**Instructions to follow:**
Pick out each line in the items below that contains the word "Front" and copy it.

**Input material:**

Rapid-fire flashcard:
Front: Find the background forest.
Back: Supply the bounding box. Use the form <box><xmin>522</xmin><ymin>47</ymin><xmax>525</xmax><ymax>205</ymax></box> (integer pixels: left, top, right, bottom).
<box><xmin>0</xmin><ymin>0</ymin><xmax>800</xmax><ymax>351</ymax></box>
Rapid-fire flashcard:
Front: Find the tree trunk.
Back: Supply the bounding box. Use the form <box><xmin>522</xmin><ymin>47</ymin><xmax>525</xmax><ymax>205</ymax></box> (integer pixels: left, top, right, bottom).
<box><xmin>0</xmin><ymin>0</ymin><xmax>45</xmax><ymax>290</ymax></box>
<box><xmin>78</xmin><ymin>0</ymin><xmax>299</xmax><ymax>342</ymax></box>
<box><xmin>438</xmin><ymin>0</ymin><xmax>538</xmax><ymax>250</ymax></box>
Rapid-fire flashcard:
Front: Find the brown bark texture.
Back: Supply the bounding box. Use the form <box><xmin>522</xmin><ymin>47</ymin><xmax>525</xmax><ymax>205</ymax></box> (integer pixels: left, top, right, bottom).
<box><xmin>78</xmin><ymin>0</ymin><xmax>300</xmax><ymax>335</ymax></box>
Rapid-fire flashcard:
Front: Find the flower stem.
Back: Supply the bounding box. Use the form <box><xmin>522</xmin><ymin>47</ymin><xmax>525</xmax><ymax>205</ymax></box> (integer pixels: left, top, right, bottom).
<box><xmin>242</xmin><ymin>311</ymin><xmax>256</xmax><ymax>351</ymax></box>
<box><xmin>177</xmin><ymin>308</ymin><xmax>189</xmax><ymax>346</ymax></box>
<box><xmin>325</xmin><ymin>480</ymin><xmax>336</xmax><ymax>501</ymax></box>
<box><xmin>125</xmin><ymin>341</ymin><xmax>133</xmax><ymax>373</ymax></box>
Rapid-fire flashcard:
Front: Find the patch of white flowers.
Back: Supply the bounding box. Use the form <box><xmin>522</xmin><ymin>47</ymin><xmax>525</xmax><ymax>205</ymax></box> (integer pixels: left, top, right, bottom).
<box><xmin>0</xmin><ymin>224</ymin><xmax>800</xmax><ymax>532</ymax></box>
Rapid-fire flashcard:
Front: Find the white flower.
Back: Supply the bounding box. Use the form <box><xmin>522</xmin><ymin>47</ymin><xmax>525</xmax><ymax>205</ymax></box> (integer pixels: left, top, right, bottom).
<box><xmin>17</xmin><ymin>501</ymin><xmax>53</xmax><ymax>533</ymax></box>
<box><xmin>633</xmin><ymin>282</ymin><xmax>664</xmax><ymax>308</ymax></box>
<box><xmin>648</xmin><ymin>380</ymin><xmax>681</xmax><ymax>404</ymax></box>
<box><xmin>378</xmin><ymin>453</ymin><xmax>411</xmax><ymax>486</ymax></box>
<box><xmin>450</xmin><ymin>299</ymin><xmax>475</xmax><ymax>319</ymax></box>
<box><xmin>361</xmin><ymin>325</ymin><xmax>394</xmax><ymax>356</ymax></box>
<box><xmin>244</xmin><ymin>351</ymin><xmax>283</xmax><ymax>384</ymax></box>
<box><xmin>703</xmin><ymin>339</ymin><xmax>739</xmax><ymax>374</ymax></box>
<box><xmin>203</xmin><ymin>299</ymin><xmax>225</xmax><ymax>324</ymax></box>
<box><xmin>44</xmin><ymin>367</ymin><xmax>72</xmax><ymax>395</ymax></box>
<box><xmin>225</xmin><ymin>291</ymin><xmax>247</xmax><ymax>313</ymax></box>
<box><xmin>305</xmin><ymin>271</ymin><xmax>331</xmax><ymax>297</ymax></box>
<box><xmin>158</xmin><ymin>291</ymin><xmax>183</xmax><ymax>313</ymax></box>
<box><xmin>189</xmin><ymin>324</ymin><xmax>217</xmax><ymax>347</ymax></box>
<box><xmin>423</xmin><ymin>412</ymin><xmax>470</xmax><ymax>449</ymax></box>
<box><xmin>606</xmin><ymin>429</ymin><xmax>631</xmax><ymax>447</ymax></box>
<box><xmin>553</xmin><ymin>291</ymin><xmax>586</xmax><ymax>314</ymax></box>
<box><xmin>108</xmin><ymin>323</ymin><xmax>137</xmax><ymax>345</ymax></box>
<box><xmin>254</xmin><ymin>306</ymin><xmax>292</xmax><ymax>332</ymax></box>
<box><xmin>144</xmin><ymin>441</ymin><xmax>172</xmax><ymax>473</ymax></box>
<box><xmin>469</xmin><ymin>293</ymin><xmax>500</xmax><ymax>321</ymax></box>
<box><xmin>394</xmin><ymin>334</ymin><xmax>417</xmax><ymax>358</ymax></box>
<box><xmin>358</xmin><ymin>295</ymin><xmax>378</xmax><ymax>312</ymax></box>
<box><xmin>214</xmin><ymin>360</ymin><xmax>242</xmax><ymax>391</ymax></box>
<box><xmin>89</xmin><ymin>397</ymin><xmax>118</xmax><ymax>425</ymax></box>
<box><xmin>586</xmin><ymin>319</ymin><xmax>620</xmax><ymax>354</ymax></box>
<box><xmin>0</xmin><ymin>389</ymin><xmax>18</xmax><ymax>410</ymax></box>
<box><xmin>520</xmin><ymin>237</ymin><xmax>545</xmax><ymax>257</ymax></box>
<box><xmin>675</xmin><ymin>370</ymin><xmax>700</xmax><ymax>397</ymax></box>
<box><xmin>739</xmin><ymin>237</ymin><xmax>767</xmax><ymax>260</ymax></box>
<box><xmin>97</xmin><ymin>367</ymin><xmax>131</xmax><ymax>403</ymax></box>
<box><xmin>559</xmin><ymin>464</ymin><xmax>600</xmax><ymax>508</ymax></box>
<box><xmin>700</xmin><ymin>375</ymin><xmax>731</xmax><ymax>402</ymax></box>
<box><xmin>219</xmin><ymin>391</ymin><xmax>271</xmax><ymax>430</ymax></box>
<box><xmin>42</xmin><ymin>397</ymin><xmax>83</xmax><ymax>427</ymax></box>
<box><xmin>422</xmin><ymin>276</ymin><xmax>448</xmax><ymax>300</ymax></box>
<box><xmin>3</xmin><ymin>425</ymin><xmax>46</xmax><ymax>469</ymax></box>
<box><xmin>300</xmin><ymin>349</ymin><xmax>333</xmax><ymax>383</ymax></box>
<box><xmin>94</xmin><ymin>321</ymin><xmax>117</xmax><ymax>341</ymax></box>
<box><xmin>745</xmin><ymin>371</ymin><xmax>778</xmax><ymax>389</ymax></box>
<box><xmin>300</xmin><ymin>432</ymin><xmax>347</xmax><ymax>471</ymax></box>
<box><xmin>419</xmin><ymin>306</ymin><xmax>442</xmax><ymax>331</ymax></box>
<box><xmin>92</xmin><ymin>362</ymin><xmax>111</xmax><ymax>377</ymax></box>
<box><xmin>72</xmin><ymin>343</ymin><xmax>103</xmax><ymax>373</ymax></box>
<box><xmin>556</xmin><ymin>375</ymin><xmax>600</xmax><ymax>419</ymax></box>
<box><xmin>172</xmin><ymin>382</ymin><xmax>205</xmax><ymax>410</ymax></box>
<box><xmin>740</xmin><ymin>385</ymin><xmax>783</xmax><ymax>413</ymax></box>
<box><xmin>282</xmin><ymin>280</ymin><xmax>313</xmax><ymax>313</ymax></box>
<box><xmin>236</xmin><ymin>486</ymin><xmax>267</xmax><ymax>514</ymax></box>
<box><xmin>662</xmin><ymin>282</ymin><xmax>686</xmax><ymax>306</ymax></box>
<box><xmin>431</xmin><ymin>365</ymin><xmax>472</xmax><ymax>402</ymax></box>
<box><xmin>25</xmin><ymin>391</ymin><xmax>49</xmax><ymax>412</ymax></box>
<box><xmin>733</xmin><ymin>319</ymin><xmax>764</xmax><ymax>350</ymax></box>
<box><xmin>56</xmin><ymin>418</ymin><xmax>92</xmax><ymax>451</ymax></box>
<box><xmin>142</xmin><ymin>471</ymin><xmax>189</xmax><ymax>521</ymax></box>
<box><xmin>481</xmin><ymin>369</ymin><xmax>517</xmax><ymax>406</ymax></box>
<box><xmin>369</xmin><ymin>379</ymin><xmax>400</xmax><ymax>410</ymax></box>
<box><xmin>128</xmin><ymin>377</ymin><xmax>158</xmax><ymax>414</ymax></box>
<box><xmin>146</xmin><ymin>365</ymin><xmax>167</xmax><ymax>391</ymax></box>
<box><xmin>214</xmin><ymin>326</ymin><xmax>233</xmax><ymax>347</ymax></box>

**Answer to the problem:**
Front: Find the background forest.
Front: Find the tree trunk.
Front: Find the brown bark texture.
Front: Find the flower stem.
Front: Find the patch of white flowers.
Front: Find the white flower.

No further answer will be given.